* Work task:
The reply must consist of the lines from the first line of the records through the line containing "like point(3, 258).", copied exactly, with every picture omitted.

[Natural-language object grounding data]
__________

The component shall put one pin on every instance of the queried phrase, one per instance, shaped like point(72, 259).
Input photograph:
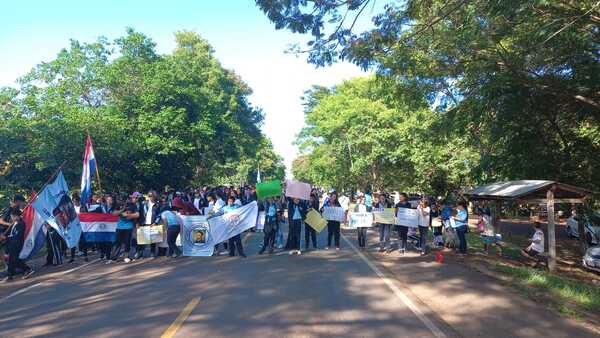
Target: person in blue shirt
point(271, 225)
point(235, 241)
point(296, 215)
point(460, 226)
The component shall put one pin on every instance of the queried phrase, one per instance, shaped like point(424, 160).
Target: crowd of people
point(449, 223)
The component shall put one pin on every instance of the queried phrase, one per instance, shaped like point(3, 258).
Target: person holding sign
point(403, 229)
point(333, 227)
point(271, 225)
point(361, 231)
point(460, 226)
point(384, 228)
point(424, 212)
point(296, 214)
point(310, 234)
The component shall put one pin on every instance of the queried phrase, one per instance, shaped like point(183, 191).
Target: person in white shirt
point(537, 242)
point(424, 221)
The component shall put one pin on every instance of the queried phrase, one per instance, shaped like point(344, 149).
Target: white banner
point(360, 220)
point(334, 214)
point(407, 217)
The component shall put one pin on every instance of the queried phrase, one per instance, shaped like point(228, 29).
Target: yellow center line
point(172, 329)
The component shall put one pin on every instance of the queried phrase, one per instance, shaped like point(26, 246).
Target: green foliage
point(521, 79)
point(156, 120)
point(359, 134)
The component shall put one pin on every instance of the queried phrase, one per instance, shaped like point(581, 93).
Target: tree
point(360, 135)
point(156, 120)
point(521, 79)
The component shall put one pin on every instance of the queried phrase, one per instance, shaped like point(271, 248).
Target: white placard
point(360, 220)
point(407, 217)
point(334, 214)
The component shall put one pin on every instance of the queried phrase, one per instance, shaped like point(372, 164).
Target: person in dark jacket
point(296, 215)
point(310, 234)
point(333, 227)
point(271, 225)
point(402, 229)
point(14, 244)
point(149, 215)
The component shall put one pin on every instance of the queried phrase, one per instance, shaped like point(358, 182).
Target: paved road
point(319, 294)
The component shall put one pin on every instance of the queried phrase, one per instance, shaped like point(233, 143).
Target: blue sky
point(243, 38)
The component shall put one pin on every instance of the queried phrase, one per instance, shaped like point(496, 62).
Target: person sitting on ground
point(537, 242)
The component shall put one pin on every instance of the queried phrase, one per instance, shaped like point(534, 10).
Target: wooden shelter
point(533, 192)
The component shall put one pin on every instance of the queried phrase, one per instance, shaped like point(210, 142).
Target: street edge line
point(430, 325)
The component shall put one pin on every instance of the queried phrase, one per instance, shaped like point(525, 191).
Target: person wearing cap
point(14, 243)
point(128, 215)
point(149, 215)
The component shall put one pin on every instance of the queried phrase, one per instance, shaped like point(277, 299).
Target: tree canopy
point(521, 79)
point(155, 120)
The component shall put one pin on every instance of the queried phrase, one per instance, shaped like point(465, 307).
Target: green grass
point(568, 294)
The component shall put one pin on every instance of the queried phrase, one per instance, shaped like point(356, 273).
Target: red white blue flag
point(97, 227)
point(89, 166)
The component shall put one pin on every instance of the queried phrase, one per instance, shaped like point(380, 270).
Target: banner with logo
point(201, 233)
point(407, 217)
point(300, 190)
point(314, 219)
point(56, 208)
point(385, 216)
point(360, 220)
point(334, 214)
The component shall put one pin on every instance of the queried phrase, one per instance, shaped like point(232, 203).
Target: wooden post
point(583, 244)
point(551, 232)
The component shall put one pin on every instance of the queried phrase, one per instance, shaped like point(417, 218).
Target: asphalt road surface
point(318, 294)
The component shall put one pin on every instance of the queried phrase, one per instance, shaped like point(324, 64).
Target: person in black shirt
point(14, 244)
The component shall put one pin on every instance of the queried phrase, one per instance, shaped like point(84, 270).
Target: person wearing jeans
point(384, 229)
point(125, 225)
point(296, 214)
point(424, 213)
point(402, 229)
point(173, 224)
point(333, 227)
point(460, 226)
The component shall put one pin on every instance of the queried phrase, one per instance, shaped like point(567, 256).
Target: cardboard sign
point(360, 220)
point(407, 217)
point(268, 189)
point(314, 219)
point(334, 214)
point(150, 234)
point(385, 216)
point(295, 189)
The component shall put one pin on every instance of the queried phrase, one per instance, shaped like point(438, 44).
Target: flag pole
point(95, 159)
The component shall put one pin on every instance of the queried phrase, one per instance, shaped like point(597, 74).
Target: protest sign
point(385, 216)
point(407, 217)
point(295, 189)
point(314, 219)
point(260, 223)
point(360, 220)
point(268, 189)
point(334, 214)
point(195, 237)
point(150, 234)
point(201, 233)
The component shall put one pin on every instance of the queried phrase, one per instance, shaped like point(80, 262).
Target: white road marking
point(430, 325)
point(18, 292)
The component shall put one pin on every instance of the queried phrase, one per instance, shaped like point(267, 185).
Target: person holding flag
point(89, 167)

__________

* Answer below:
The component shall put one pin on every instance of the queried phrase, one per instance, shaped like point(72, 259).
Input photograph:
Target: person in blue shirt
point(271, 225)
point(235, 241)
point(296, 215)
point(460, 226)
The component shall put one pin on every instance of the queried phrase, one per instance, shaped like point(424, 160).
Target: crowd of people
point(449, 223)
The component shall put one pin on every instance of the queried phrase, one per instance, shaped like point(3, 258).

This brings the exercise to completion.